● WORK INSTRUCTIONS: Copy out, word for word, the lines below that start with the line containing "request: trace the outline of every instance of the butterfly" and end with the line containing "M223 133L213 128L202", with both of those lines included.

:: RECORDED DATA

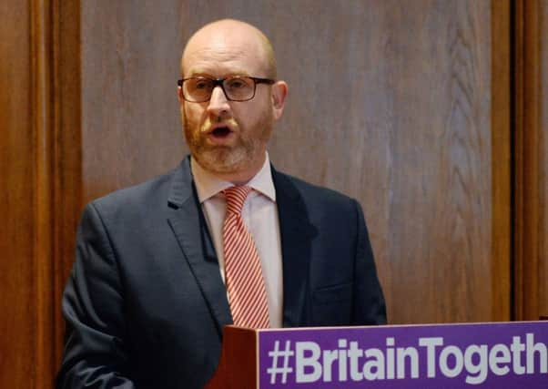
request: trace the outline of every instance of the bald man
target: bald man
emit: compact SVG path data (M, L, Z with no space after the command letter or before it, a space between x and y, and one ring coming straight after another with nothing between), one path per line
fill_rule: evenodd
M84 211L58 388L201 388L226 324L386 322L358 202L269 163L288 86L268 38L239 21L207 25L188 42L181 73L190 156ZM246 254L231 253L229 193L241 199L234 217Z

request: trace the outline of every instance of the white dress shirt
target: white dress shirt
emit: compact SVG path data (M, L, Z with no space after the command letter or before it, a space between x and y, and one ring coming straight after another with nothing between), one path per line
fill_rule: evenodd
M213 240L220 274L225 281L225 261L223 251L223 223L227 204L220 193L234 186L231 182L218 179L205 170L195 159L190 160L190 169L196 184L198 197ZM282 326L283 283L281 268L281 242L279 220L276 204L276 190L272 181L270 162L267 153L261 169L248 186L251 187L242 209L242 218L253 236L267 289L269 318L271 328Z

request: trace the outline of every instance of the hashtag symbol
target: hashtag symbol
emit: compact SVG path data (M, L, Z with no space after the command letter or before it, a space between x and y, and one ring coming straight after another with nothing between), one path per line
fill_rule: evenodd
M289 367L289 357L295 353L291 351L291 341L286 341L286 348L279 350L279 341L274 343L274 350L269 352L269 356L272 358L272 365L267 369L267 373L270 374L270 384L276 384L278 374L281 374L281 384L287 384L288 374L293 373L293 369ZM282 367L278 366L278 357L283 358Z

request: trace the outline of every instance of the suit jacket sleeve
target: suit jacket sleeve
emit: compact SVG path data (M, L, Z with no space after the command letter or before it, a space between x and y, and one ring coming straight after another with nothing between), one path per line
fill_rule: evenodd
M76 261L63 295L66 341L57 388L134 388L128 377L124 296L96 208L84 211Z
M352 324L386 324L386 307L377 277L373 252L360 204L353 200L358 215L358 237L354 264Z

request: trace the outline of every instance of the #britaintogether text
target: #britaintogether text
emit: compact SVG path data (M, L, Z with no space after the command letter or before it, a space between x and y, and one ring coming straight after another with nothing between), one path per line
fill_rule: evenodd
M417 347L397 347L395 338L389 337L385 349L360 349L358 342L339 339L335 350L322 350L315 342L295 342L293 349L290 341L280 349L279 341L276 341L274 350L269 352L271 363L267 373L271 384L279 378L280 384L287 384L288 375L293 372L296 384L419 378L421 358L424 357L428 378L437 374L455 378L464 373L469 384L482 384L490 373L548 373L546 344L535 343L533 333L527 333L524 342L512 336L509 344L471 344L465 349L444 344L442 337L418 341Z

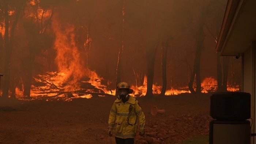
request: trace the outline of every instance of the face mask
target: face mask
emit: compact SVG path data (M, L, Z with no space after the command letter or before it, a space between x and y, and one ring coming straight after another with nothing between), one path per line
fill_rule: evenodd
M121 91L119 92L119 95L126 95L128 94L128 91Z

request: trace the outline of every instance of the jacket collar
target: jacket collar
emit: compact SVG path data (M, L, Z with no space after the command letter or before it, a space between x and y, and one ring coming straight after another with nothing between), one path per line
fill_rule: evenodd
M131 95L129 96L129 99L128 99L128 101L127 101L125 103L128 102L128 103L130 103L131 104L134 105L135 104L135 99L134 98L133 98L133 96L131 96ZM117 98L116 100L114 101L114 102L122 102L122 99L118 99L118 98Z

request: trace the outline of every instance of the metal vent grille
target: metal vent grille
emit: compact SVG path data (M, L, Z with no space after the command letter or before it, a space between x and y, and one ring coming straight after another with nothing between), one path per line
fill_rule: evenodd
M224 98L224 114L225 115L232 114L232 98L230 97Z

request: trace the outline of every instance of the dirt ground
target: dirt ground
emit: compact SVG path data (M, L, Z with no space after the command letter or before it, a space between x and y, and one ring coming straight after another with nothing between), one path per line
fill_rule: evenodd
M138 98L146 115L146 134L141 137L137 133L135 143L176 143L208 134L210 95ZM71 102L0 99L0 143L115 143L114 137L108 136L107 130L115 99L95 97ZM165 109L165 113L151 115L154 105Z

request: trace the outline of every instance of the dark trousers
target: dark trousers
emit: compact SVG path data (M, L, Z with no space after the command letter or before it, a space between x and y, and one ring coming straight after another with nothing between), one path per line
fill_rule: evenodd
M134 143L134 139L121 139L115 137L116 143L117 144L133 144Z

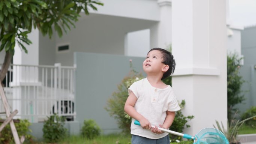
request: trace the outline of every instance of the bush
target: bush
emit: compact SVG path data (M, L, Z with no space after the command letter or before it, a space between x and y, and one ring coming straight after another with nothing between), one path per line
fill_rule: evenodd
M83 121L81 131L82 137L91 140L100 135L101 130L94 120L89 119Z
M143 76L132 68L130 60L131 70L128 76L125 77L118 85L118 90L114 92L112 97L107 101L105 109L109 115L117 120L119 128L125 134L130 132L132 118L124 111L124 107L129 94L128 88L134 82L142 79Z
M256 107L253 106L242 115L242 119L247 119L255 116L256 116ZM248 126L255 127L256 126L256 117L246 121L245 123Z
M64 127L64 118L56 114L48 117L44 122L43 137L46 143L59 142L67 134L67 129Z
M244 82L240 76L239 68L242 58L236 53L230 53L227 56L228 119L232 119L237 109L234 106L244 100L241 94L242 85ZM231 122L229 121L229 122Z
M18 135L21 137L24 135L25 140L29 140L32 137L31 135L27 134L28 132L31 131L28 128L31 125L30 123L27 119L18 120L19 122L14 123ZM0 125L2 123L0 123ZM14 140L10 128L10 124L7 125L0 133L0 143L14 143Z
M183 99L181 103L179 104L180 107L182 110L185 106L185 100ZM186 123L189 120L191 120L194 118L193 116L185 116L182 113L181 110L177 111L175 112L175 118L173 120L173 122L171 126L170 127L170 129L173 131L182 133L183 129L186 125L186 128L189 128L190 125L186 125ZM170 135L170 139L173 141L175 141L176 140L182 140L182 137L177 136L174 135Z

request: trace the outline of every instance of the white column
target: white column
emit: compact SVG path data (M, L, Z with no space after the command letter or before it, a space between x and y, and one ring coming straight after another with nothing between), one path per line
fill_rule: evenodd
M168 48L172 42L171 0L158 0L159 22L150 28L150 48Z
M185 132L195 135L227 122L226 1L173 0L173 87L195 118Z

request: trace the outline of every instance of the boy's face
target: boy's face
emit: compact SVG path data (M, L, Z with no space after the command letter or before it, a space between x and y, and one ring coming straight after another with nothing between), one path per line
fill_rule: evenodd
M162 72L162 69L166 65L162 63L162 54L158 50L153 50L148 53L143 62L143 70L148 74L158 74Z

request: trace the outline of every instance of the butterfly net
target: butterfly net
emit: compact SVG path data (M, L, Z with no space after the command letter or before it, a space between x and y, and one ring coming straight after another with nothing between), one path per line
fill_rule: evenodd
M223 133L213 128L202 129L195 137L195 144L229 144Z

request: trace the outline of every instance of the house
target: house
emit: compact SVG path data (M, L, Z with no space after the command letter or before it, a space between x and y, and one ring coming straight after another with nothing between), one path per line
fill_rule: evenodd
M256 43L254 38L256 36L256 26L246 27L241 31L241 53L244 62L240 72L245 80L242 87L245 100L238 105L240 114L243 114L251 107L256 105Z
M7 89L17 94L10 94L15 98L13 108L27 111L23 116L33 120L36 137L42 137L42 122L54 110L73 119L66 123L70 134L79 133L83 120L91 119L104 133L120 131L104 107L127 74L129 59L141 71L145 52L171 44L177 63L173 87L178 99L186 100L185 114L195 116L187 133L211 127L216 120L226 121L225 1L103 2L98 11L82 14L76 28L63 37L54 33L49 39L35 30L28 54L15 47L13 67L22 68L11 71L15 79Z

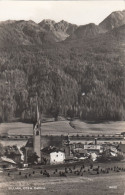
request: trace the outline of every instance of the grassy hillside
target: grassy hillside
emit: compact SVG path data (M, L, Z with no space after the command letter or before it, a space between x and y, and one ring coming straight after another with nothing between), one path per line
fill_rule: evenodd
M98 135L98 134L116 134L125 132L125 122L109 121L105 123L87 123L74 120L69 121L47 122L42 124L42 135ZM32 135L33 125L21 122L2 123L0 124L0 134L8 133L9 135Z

::::

● COMPLETED EXERCISE:
request: trace the outline of every instance of the butterfly net
target: butterfly net
emit: compact SVG path data (M, L, Z with no space after the command letter or before it, a space between x and y, and one ring coming straight after another with nothing between), one path per line
fill_rule: evenodd
M223 133L213 128L202 129L195 137L195 144L229 144Z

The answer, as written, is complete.